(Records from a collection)

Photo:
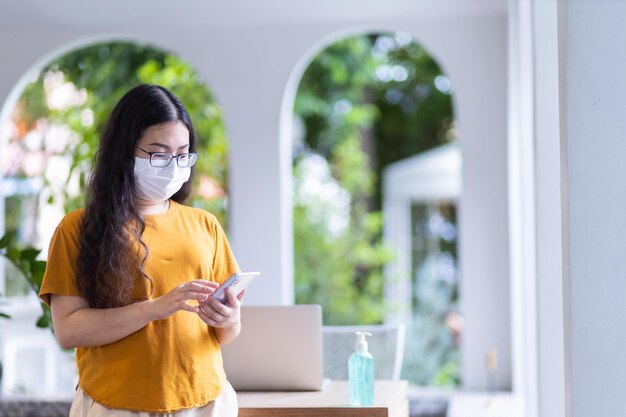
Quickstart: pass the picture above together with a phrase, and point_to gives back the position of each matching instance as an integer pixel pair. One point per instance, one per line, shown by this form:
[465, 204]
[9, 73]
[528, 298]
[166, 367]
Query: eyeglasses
[163, 159]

▶ _What the task asks_
Rewrite every line of the records above without the pictures, increasing each pixel coordinate in the answers by 128 and leaving all other numbers unchanged.

▶ _Problem solution_
Photo:
Quickstart: pass the picture above together with a phrase, and point_to gives back the position of each matching instance as an integer pixel pair. One point per instance, one per line, shown by this form:
[465, 204]
[9, 73]
[528, 298]
[166, 367]
Query: eyeglasses
[291, 287]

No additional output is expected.